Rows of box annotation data
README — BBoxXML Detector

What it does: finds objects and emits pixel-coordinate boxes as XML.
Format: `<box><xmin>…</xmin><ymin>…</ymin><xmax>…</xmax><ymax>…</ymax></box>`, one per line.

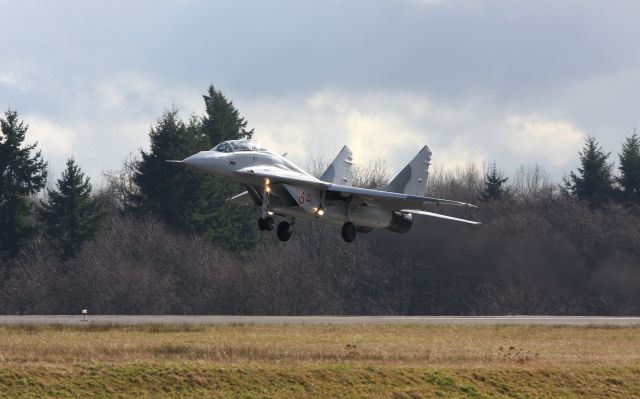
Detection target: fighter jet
<box><xmin>177</xmin><ymin>140</ymin><xmax>479</xmax><ymax>242</ymax></box>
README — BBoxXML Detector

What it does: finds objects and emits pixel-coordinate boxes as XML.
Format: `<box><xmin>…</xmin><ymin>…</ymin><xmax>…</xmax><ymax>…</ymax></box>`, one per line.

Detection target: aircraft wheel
<box><xmin>277</xmin><ymin>222</ymin><xmax>293</xmax><ymax>241</ymax></box>
<box><xmin>342</xmin><ymin>222</ymin><xmax>358</xmax><ymax>242</ymax></box>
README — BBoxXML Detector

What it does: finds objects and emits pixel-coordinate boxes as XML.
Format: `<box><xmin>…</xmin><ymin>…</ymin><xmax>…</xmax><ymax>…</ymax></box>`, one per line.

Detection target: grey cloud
<box><xmin>0</xmin><ymin>0</ymin><xmax>640</xmax><ymax>181</ymax></box>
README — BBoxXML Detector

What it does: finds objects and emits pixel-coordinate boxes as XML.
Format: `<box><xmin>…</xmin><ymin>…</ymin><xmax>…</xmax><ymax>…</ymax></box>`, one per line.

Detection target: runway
<box><xmin>0</xmin><ymin>315</ymin><xmax>640</xmax><ymax>327</ymax></box>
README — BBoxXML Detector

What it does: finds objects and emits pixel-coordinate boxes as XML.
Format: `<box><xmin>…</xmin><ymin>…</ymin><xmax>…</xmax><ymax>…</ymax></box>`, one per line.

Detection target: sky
<box><xmin>0</xmin><ymin>0</ymin><xmax>640</xmax><ymax>181</ymax></box>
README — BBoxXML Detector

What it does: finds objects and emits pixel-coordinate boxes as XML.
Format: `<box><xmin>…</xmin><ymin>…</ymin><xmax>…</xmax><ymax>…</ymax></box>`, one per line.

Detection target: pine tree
<box><xmin>564</xmin><ymin>136</ymin><xmax>614</xmax><ymax>207</ymax></box>
<box><xmin>202</xmin><ymin>85</ymin><xmax>253</xmax><ymax>146</ymax></box>
<box><xmin>0</xmin><ymin>110</ymin><xmax>47</xmax><ymax>258</ymax></box>
<box><xmin>133</xmin><ymin>108</ymin><xmax>202</xmax><ymax>228</ymax></box>
<box><xmin>616</xmin><ymin>131</ymin><xmax>640</xmax><ymax>204</ymax></box>
<box><xmin>480</xmin><ymin>162</ymin><xmax>509</xmax><ymax>201</ymax></box>
<box><xmin>39</xmin><ymin>158</ymin><xmax>104</xmax><ymax>259</ymax></box>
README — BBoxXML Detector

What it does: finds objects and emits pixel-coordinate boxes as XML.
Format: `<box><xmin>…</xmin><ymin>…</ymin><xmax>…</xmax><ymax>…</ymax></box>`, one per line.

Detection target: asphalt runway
<box><xmin>0</xmin><ymin>315</ymin><xmax>640</xmax><ymax>327</ymax></box>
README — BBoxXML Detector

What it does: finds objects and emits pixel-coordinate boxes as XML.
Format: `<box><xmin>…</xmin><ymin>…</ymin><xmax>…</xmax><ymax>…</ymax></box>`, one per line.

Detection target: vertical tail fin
<box><xmin>320</xmin><ymin>145</ymin><xmax>353</xmax><ymax>186</ymax></box>
<box><xmin>380</xmin><ymin>145</ymin><xmax>431</xmax><ymax>196</ymax></box>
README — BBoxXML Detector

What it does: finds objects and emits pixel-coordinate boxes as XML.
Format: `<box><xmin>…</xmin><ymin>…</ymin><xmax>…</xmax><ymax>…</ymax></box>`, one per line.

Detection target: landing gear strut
<box><xmin>342</xmin><ymin>222</ymin><xmax>358</xmax><ymax>242</ymax></box>
<box><xmin>258</xmin><ymin>216</ymin><xmax>275</xmax><ymax>231</ymax></box>
<box><xmin>276</xmin><ymin>222</ymin><xmax>293</xmax><ymax>241</ymax></box>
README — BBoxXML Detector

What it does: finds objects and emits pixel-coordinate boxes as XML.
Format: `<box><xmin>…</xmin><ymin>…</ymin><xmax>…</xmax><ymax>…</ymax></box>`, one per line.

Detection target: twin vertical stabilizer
<box><xmin>380</xmin><ymin>145</ymin><xmax>431</xmax><ymax>196</ymax></box>
<box><xmin>320</xmin><ymin>145</ymin><xmax>353</xmax><ymax>186</ymax></box>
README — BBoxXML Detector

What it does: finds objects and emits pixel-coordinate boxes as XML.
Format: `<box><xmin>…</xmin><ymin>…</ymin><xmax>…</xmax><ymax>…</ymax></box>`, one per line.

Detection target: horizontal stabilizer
<box><xmin>400</xmin><ymin>209</ymin><xmax>482</xmax><ymax>225</ymax></box>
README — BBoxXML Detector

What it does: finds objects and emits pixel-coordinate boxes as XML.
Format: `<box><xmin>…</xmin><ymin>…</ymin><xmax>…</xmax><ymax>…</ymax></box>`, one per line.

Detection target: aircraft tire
<box><xmin>276</xmin><ymin>222</ymin><xmax>293</xmax><ymax>242</ymax></box>
<box><xmin>342</xmin><ymin>222</ymin><xmax>358</xmax><ymax>242</ymax></box>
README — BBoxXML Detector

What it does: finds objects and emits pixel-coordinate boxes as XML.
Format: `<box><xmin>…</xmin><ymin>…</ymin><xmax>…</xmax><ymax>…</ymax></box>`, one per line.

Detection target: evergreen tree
<box><xmin>564</xmin><ymin>136</ymin><xmax>614</xmax><ymax>207</ymax></box>
<box><xmin>39</xmin><ymin>158</ymin><xmax>104</xmax><ymax>259</ymax></box>
<box><xmin>202</xmin><ymin>85</ymin><xmax>253</xmax><ymax>146</ymax></box>
<box><xmin>616</xmin><ymin>131</ymin><xmax>640</xmax><ymax>204</ymax></box>
<box><xmin>133</xmin><ymin>108</ymin><xmax>201</xmax><ymax>231</ymax></box>
<box><xmin>480</xmin><ymin>162</ymin><xmax>509</xmax><ymax>201</ymax></box>
<box><xmin>0</xmin><ymin>110</ymin><xmax>47</xmax><ymax>258</ymax></box>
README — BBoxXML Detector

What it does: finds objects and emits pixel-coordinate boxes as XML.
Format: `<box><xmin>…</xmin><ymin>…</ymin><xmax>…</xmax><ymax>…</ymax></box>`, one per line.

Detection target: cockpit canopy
<box><xmin>211</xmin><ymin>140</ymin><xmax>267</xmax><ymax>152</ymax></box>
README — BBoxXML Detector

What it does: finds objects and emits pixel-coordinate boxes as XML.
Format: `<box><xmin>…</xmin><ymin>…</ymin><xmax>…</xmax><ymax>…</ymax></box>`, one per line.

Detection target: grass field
<box><xmin>0</xmin><ymin>324</ymin><xmax>640</xmax><ymax>398</ymax></box>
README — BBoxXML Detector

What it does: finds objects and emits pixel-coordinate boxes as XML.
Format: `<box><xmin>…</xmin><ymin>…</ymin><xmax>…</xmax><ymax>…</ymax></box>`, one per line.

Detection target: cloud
<box><xmin>24</xmin><ymin>115</ymin><xmax>78</xmax><ymax>156</ymax></box>
<box><xmin>504</xmin><ymin>114</ymin><xmax>586</xmax><ymax>167</ymax></box>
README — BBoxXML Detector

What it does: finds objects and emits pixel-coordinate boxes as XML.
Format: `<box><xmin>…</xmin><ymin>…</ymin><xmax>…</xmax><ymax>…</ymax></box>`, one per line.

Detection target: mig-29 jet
<box><xmin>178</xmin><ymin>140</ymin><xmax>479</xmax><ymax>242</ymax></box>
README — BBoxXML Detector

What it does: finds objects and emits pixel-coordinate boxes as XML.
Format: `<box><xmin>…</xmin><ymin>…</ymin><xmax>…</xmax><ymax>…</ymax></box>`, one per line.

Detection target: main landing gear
<box><xmin>276</xmin><ymin>221</ymin><xmax>293</xmax><ymax>241</ymax></box>
<box><xmin>342</xmin><ymin>222</ymin><xmax>358</xmax><ymax>242</ymax></box>
<box><xmin>258</xmin><ymin>216</ymin><xmax>275</xmax><ymax>231</ymax></box>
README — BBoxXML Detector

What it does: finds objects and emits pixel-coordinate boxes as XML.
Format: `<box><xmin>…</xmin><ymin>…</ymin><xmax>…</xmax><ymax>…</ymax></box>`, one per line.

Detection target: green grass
<box><xmin>0</xmin><ymin>324</ymin><xmax>640</xmax><ymax>398</ymax></box>
<box><xmin>0</xmin><ymin>363</ymin><xmax>640</xmax><ymax>398</ymax></box>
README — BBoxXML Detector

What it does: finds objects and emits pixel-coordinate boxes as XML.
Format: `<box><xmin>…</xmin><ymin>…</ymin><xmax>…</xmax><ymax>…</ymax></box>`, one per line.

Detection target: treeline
<box><xmin>0</xmin><ymin>86</ymin><xmax>640</xmax><ymax>315</ymax></box>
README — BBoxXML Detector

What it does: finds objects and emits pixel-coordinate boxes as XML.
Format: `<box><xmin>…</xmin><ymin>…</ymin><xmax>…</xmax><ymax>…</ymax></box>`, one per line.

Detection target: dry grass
<box><xmin>0</xmin><ymin>325</ymin><xmax>640</xmax><ymax>397</ymax></box>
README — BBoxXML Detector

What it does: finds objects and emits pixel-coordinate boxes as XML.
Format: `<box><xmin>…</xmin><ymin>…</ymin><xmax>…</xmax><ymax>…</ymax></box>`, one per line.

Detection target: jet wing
<box><xmin>225</xmin><ymin>191</ymin><xmax>254</xmax><ymax>205</ymax></box>
<box><xmin>400</xmin><ymin>209</ymin><xmax>482</xmax><ymax>224</ymax></box>
<box><xmin>233</xmin><ymin>166</ymin><xmax>331</xmax><ymax>190</ymax></box>
<box><xmin>327</xmin><ymin>184</ymin><xmax>477</xmax><ymax>211</ymax></box>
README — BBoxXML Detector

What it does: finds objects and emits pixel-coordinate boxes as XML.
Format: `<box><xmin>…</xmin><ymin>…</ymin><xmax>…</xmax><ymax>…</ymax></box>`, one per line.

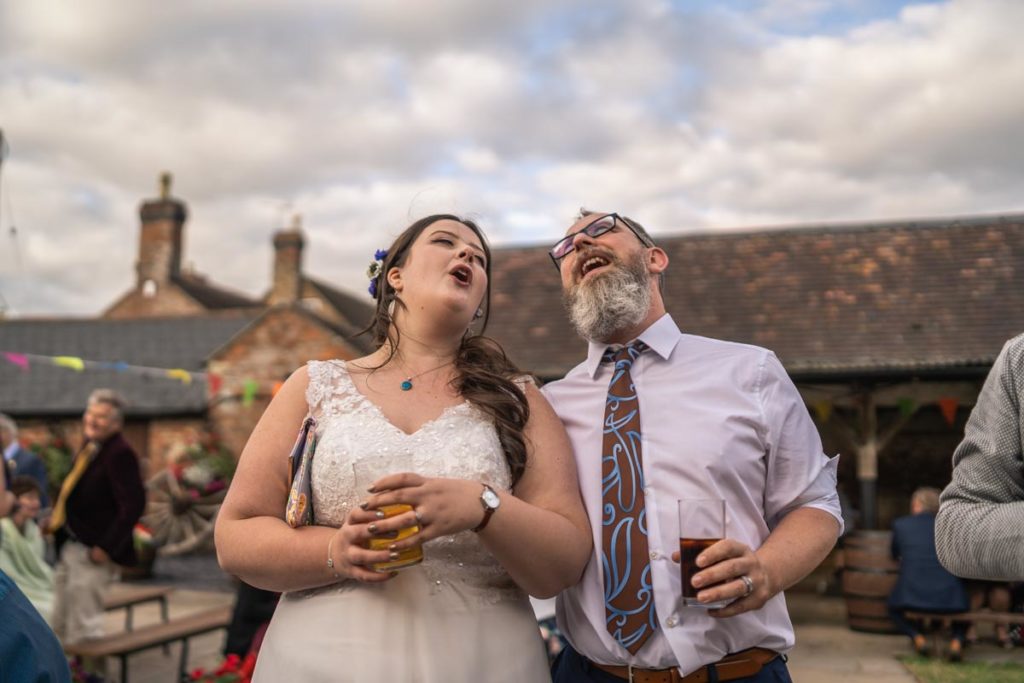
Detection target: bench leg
<box><xmin>178</xmin><ymin>638</ymin><xmax>188</xmax><ymax>681</ymax></box>
<box><xmin>160</xmin><ymin>595</ymin><xmax>171</xmax><ymax>656</ymax></box>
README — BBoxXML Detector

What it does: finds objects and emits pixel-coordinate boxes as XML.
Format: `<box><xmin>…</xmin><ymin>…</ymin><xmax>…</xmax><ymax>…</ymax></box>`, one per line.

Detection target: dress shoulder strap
<box><xmin>306</xmin><ymin>360</ymin><xmax>348</xmax><ymax>420</ymax></box>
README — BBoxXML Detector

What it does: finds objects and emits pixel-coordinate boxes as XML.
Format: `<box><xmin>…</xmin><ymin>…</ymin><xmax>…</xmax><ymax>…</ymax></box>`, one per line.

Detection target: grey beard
<box><xmin>562</xmin><ymin>255</ymin><xmax>650</xmax><ymax>342</ymax></box>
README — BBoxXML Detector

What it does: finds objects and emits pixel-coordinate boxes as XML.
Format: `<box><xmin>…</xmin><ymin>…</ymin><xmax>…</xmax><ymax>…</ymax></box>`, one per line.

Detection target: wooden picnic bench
<box><xmin>65</xmin><ymin>605</ymin><xmax>232</xmax><ymax>683</ymax></box>
<box><xmin>103</xmin><ymin>586</ymin><xmax>174</xmax><ymax>631</ymax></box>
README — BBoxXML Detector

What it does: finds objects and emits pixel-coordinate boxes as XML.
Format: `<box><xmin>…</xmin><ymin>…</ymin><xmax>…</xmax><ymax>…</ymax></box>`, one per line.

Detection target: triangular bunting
<box><xmin>3</xmin><ymin>352</ymin><xmax>29</xmax><ymax>372</ymax></box>
<box><xmin>167</xmin><ymin>368</ymin><xmax>191</xmax><ymax>384</ymax></box>
<box><xmin>242</xmin><ymin>380</ymin><xmax>259</xmax><ymax>408</ymax></box>
<box><xmin>53</xmin><ymin>355</ymin><xmax>85</xmax><ymax>373</ymax></box>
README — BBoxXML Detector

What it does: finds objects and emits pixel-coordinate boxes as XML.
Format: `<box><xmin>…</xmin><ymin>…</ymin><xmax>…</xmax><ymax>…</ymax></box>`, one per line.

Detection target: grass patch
<box><xmin>901</xmin><ymin>657</ymin><xmax>1024</xmax><ymax>683</ymax></box>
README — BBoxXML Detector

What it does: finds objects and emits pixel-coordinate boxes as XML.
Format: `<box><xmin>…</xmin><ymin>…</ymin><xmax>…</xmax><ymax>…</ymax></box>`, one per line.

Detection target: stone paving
<box><xmin>90</xmin><ymin>558</ymin><xmax>1024</xmax><ymax>683</ymax></box>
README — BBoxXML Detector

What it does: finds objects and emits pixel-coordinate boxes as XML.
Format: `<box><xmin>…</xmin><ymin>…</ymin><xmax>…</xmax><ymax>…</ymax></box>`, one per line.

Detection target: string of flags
<box><xmin>0</xmin><ymin>351</ymin><xmax>284</xmax><ymax>407</ymax></box>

▶ _Prompt_: How many lines in the data above contain the string "bench"? Reply with the number alone.

▶ _Expected answer_: 2